Set exercise 1: Retype the part of the passage on divine revelation below that opens with the words containing "the part of" and closes with "the spiritual life.".
Set exercise 2:
Answer these questions from the passage on divine revelation below:
(a) Besides being received on trust, how do adherents say revelation should be taken in?
(b) In the most pardonable case, what is belief in revelation put down to?
(c) What is the practice of insisting on recognition of revelation called?
Set exercise 3: Using the passage on divine revelation below, explain why many find it hard to decide on the self-denial that revelation seems to ask of human intelligence.

Document text:
*-*-*
With distinct consciousness, the bearers and the adherents of divine revelation perceive and affirm the sharp contradiction which this revelation offers to the methods and results of merely natural thinking, and with which it shoves aside, and passes by, not, it is true, as superfluous, but yet as vain and useless, the achievements, great as they seem to us, of the human intelligence. At the same time, however, they claim that divine revelation, and this regarded as an unveiling of hidden truth, is not merely to be received on trust, but apprehended and recognized with conscious clearness; and thus they seem to require a self-denial on

the part of the human intelligence, on which many, from fear of losing what is noblest and best in them, find it difficult to decide. 1

It is not to be wondered at, therefore, that, by the representatives and adherents of this human reason and wisdom so severely rebuked, the claim of divine revelation, that is, of the Sacred Scriptures, to be the truth, is decidedly opposed, and that the disparagements received are richly' repaid. E. g., the reasonableness of that which calls itself a revelation is disputed, and belief in or recognition of the same is referred to a certain spiritual indolence, or, in the most pardonable case, to a defective schooling in the use of the reason. In no case is such a belief allowed to be compatible with sound reason, while the practice of insisting upon a recognition of revelation is characterized as obscurantism and an enslavement of the spiritual life.
*-*-*
Entries shown:
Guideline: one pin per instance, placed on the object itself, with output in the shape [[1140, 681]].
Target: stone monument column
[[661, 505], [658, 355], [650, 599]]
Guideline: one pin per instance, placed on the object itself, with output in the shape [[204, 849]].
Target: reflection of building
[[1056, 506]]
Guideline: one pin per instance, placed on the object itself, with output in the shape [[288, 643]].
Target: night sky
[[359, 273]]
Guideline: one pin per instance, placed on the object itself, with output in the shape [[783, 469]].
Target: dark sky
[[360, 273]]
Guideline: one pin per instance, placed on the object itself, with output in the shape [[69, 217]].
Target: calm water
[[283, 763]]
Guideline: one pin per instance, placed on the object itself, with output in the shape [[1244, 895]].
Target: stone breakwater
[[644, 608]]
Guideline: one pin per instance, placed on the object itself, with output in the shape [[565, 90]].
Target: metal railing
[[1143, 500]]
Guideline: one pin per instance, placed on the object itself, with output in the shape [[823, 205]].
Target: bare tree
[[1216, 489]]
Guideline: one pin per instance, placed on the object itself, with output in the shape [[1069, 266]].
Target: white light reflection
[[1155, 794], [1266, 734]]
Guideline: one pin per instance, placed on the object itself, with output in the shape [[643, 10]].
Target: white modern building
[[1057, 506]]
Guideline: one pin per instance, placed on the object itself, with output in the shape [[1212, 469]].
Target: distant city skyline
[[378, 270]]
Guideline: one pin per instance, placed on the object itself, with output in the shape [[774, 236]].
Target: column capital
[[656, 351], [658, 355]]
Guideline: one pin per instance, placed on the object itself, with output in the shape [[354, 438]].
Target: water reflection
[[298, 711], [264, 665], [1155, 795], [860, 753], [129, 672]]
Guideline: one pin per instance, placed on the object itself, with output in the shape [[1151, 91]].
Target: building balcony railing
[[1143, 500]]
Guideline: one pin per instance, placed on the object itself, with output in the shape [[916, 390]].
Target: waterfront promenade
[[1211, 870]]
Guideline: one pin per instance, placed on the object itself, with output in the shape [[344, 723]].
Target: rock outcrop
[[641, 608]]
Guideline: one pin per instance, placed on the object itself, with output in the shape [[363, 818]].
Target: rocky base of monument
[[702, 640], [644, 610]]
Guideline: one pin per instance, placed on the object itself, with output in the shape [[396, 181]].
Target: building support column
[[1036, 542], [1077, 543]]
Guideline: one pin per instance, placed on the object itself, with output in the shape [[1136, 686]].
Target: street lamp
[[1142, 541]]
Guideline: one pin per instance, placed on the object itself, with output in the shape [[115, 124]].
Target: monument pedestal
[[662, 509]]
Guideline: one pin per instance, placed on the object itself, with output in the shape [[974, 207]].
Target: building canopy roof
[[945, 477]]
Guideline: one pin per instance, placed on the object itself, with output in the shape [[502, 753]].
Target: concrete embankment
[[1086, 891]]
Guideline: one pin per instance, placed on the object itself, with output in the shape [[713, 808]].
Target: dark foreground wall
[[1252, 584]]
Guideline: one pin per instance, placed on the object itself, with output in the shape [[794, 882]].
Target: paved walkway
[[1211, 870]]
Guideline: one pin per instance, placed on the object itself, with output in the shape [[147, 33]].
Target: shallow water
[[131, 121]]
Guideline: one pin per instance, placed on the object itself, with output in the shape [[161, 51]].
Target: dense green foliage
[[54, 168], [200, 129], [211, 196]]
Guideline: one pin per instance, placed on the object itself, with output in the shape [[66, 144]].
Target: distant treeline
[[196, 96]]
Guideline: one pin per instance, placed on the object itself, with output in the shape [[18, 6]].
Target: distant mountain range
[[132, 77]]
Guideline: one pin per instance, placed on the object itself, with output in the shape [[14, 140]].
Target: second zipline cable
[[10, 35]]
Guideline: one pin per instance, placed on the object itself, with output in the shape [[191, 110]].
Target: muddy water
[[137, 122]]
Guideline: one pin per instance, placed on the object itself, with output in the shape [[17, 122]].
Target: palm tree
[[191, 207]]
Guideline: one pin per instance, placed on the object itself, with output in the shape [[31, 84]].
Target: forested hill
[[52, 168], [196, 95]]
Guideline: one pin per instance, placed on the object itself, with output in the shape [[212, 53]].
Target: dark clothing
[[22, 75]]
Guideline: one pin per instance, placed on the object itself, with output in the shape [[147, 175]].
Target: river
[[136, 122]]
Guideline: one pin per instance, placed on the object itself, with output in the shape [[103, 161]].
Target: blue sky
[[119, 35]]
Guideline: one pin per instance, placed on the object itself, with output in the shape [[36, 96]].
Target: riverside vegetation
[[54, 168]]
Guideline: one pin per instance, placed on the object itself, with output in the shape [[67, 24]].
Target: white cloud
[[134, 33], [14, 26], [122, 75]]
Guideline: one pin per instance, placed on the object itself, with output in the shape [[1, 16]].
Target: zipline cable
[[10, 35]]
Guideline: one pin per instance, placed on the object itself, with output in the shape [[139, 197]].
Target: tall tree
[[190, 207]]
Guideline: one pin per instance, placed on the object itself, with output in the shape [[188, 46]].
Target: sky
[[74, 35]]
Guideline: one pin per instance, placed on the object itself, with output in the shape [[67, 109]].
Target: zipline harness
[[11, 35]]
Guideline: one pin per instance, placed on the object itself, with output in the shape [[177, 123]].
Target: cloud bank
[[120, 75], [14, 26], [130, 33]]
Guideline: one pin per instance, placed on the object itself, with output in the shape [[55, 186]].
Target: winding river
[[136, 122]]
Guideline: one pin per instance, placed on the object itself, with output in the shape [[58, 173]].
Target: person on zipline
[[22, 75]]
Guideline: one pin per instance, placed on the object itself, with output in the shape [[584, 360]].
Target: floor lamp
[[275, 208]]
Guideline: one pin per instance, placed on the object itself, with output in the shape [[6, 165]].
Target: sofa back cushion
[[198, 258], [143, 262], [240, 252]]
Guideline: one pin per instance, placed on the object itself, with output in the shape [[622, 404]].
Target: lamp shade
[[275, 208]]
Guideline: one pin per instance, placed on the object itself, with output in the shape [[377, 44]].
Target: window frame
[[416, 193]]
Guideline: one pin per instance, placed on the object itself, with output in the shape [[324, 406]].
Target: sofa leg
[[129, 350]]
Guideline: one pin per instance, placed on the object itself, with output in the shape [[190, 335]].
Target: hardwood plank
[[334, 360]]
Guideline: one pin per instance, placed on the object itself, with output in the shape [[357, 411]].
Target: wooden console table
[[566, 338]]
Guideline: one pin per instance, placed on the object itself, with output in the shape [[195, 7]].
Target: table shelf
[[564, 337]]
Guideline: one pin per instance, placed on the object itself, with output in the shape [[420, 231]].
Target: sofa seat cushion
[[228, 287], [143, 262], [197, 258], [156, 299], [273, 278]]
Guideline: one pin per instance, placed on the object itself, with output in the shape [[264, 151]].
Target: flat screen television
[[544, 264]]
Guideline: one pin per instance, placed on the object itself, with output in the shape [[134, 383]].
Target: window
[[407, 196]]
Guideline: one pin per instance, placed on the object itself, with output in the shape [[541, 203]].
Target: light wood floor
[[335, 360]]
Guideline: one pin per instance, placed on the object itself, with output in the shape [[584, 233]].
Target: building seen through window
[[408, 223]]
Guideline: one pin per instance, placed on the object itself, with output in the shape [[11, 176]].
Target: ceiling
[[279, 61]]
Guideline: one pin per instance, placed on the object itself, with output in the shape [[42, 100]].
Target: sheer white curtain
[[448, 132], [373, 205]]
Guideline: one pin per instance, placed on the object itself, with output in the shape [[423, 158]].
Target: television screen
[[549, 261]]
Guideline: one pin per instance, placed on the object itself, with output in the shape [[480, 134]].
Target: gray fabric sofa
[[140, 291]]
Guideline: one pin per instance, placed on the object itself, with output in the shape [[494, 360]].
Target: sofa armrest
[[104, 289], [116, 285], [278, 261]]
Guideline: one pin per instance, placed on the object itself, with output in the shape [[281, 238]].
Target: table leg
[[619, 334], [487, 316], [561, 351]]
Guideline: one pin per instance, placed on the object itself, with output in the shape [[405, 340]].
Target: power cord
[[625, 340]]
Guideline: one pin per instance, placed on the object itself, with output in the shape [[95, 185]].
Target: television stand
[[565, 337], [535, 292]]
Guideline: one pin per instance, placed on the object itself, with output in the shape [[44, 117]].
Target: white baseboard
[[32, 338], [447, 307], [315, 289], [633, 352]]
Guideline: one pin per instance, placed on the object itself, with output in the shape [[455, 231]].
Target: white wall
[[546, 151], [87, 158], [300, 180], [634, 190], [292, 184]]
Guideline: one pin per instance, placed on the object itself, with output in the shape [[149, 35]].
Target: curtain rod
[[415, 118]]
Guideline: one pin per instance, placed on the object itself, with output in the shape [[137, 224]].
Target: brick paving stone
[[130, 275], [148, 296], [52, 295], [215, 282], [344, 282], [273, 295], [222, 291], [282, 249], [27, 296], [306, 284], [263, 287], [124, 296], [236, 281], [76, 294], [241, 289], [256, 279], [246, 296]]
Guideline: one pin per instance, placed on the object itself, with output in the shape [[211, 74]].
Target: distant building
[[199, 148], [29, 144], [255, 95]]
*-*-*
Correct response 1:
the part of the human intelligence, on which many, from fear of losing what is noblest and best in them, find it difficult to decide. 1

It is not to be wondered at, therefore, that, by the representatives and adherents of this human reason and wisdom so severely rebuked, the claim of divine revelation, that is, of the Sacred Scriptures, to be the truth, is decidedly opposed, and that the disparagements received are richly' repaid. E. g., the reasonableness of that which calls itself a revelation is disputed, and belief in or recognition of the same is referred to a certain spiritual indolence, or, in the most pardonable case, to a defective schooling in the use of the reason. In no case is such a belief allowed to be compatible with sound reason, while the practice of insisting upon a recognition of revelation is characterized as obscurantism and an enslavement of the spiritual life.

Correct response 2:
(a) It should be apprehended and recognized with conscious clearness.
(b) A defective schooling in the use of the reason.
(c) Obscurantism and an enslavement of the spiritual life.

Correct response 3: They fear losing what is noblest and best in them.